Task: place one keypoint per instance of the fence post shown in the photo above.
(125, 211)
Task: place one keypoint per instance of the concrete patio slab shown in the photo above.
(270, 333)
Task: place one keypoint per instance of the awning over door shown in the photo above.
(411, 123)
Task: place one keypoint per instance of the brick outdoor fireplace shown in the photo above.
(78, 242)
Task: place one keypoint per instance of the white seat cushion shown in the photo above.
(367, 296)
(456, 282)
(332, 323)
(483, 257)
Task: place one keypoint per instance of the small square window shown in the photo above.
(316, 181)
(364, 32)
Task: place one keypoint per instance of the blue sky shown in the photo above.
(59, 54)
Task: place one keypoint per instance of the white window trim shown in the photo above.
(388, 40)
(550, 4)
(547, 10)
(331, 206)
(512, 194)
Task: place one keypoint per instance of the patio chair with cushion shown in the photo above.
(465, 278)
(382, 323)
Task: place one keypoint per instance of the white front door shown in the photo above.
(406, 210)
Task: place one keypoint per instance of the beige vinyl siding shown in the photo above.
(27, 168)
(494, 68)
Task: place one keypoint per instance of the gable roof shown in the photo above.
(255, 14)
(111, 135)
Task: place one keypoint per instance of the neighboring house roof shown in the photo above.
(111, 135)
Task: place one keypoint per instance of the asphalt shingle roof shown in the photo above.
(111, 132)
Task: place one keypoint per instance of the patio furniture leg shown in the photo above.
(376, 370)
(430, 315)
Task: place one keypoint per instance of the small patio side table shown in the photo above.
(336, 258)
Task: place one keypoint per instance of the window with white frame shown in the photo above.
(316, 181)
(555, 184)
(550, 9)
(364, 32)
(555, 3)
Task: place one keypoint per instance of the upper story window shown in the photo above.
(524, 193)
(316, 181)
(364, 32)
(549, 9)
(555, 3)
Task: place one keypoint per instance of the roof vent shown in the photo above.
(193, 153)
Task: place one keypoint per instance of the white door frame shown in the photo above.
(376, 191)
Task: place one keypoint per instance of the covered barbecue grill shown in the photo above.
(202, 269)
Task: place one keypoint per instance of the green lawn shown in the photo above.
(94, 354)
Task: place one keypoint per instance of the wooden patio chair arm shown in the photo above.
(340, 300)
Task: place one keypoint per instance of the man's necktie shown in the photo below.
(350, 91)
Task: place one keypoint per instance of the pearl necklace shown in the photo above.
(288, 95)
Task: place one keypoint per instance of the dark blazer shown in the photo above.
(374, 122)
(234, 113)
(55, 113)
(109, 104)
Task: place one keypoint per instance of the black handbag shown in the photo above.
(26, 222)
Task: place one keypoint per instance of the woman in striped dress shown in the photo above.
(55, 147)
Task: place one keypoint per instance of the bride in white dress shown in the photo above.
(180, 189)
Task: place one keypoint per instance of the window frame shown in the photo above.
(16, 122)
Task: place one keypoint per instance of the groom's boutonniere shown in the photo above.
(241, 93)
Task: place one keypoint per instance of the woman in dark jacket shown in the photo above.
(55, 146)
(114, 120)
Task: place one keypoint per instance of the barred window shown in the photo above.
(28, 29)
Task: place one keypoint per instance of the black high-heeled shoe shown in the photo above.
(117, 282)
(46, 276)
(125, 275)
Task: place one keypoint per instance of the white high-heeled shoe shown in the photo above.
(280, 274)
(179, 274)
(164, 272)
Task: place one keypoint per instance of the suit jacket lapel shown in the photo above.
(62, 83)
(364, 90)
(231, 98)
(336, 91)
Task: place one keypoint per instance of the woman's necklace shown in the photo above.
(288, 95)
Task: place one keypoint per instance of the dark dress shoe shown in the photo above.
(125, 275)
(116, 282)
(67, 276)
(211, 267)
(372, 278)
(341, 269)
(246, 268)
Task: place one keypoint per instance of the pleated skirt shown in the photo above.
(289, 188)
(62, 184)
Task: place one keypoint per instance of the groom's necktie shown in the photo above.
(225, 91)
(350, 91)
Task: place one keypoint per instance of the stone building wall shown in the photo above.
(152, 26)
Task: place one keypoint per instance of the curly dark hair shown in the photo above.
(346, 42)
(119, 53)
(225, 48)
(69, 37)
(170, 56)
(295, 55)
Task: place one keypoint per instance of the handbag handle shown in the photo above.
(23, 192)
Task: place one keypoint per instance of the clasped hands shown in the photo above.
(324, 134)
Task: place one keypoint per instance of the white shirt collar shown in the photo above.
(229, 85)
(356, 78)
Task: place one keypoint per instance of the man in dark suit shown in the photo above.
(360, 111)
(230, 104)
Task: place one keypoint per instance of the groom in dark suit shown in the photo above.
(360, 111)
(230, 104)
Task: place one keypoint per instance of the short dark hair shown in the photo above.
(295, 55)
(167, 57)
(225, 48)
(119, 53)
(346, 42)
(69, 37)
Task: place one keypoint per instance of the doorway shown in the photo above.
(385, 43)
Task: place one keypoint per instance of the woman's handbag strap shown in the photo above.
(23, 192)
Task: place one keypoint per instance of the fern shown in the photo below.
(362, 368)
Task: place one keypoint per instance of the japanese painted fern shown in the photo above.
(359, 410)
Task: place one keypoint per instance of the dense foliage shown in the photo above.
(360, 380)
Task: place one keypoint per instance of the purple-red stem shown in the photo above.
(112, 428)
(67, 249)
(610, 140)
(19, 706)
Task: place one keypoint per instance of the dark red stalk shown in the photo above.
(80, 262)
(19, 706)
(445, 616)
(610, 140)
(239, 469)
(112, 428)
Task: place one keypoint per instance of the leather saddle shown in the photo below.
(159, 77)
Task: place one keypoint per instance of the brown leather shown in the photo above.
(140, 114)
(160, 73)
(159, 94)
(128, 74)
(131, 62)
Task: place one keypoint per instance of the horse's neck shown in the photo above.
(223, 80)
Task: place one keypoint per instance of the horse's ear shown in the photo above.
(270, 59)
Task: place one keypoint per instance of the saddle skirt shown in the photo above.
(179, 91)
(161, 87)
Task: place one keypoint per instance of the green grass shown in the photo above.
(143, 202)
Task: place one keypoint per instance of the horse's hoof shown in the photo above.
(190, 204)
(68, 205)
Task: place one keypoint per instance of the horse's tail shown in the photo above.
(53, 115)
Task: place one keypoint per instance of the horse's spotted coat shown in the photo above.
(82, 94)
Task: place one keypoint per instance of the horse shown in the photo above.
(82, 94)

....................

▶ _Aim of the exercise_
Every record above should be copied exactly.

▶ _Answer for this exercise_
Task: place one keypoint per instance of the fence post shown in the photo above.
(125, 211)
Task: place one keypoint per instance of the concrete patio slab shown in the photo above.
(270, 333)
Task: place one keypoint per instance of the awning over door shown in the photo above.
(411, 123)
Task: place one keypoint per instance of the brick outdoor fireplace shown in the photo above.
(78, 242)
Task: place one keypoint per instance of the white seat cushion shown in the photo above.
(367, 296)
(456, 282)
(332, 323)
(483, 257)
Task: place one keypoint per instance of the small square window shown in the photo above.
(316, 181)
(364, 32)
Task: place one keypoint per instance of the blue sky shown in the photo above.
(59, 54)
Task: place one keypoint per instance of the white window trim shown in the photo above.
(388, 40)
(550, 4)
(547, 10)
(331, 206)
(512, 194)
Task: place one keypoint per instance of the patio chair with cushion shown in the photo above.
(465, 278)
(382, 323)
Task: place one keypoint per instance of the white front door shown in the photo above.
(406, 210)
Task: place one keypoint per instance of the beige vinyl siding shown in the photo above.
(27, 168)
(494, 68)
Task: place one keypoint per instance of the gable roof shown in the photo above.
(255, 14)
(111, 135)
Task: place one keypoint per instance of the neighboring house roof shown in the photo above.
(111, 135)
Task: place one keypoint per instance of the asphalt shingle roof shown in the photo above.
(111, 132)
Task: place one keypoint per instance of the patio furniture leg shown in the photo above.
(376, 370)
(430, 315)
Task: place one keypoint per instance of the small patio side table shown in the photo above.
(336, 258)
Task: place one keypoint per instance of the window with white frame shown in the photo above.
(316, 181)
(555, 184)
(550, 9)
(364, 32)
(555, 3)
Task: place one keypoint per instance of the upper story window shown in the photo above.
(524, 193)
(316, 181)
(364, 32)
(549, 9)
(555, 3)
Task: place one keypoint per instance of the roof vent shown in the photo above.
(193, 153)
Task: place one keypoint per instance of the white door frame shown in the photo above.
(376, 191)
Task: place one keypoint per instance of the covered barbecue grill shown in the photo above.
(202, 269)
Task: place one keypoint per instance of the green lawn shown in the photo above.
(94, 354)
Task: place one keypoint per instance of the wooden patio chair arm shown in the photo above.
(340, 300)
Task: place one keypoint per instance of the man's necktie shown in the photo below.
(350, 91)
Task: place one keypoint per instance of the pearl necklace shown in the photo above.
(288, 95)
Task: place one keypoint per instance of the dark blazer shown in the photo above.
(374, 122)
(234, 113)
(55, 113)
(109, 104)
Task: place one keypoint per instance of the black handbag shown in the photo above.
(26, 222)
Task: place one keypoint per instance of the woman in striped dress shown in the photo above.
(55, 147)
Task: place one keypoint per instance of the bride in white dress shown in the photo above.
(180, 189)
Task: place one keypoint per instance of the window frame shown in the photo above.
(16, 122)
Task: place one keypoint per instance of the groom's boutonniere shown in the photo above.
(241, 93)
Task: place one keypoint per instance of the woman in dark jacket shown in the photo above.
(55, 146)
(114, 120)
Task: place one keypoint per instance of the barred window shown in the photo above.
(28, 29)
Task: place one keypoint per instance of the black high-heeled shoe shown in the photo above.
(117, 282)
(46, 276)
(125, 275)
Task: place one keypoint per instance of the white high-heeled shoe shown in the photo above.
(280, 274)
(179, 274)
(164, 272)
Task: place one keypoint per instance of the suit jacket lapel shown in the photo above.
(62, 83)
(364, 90)
(231, 98)
(336, 91)
Task: place one keypoint per instance of the woman's necklace shown in the photo above.
(288, 95)
Task: place one keypoint per instance of the dark dress shoe shown in the photo above.
(125, 275)
(116, 282)
(67, 276)
(211, 267)
(372, 278)
(341, 269)
(246, 268)
Task: place one keypoint per instance of the pleated skirt shown in the photo above.
(289, 188)
(62, 184)
Task: place one keypoint per instance of the groom's necktie shown in the photo above.
(225, 91)
(350, 91)
Task: place one keypoint per instance of the stone building wall shown in the photo above.
(152, 26)
Task: place one keypoint per instance of the curly dark hair shown in the photo above.
(346, 42)
(119, 53)
(225, 48)
(69, 37)
(170, 56)
(295, 55)
Task: place one keypoint per instance of the handbag handle shown in the photo above.
(23, 192)
Task: place one keypoint per instance of the clasped hands shown in the photo above.
(324, 134)
Task: place one keypoint per instance of the white shirt collar shown in the photo above.
(229, 85)
(356, 78)
Task: place one keypoint per instance of the man in dark suit shown in the photo above.
(360, 111)
(230, 104)
Task: place one keypoint per instance of the groom in dark suit shown in the photo above.
(360, 111)
(230, 104)
Task: place one keypoint per instance of the short dark hair shown in the photo above.
(295, 55)
(167, 57)
(225, 48)
(119, 53)
(346, 42)
(69, 37)
Task: place one keypoint per instance of the doorway shown in the photo above.
(385, 43)
Task: place one keypoint per instance of the woman's handbag strap shown in the photo above.
(23, 192)
Task: place one keypoint per instance of the fern shown in the photo below.
(362, 368)
Task: place one keypoint per instance of the japanese painted fern shown in the photo above.
(359, 410)
Task: place one keypoint per instance of the dense foliage shown in the photo above.
(360, 380)
Task: place one keypoint per instance of the purple-red stem shown in the photo above.
(112, 428)
(67, 249)
(610, 140)
(19, 706)
Task: place one keypoint per instance of the dark red stalk shown in the photo above.
(80, 262)
(19, 706)
(445, 616)
(610, 140)
(239, 469)
(112, 428)
Task: place one keypoint per instance of the leather saddle shown in the photo below.
(159, 77)
Task: place one keypoint per instance of the brown leather shown in the photo above.
(140, 114)
(160, 73)
(159, 94)
(128, 74)
(131, 62)
Task: place one keypoint per instance of the horse's neck shown in the photo above.
(223, 80)
Task: place one keypoint per instance of the horse's ear shown in the photo above.
(270, 59)
Task: place one keypoint per instance of the saddle skirt shown in the photo above.
(179, 91)
(161, 87)
Task: place one keypoint per instance of the green grass shown in the photo above.
(143, 202)
Task: place one keypoint per instance of the horse's hoof shown in the photo above.
(190, 204)
(68, 205)
Task: place one keypoint per instance of the horse's tail shown in the photo above.
(53, 115)
Task: place one keypoint per instance of the horse's spotted coat shown in the photo above.
(82, 94)
Task: place one keypoint per instance of the horse shown in the photo above.
(82, 94)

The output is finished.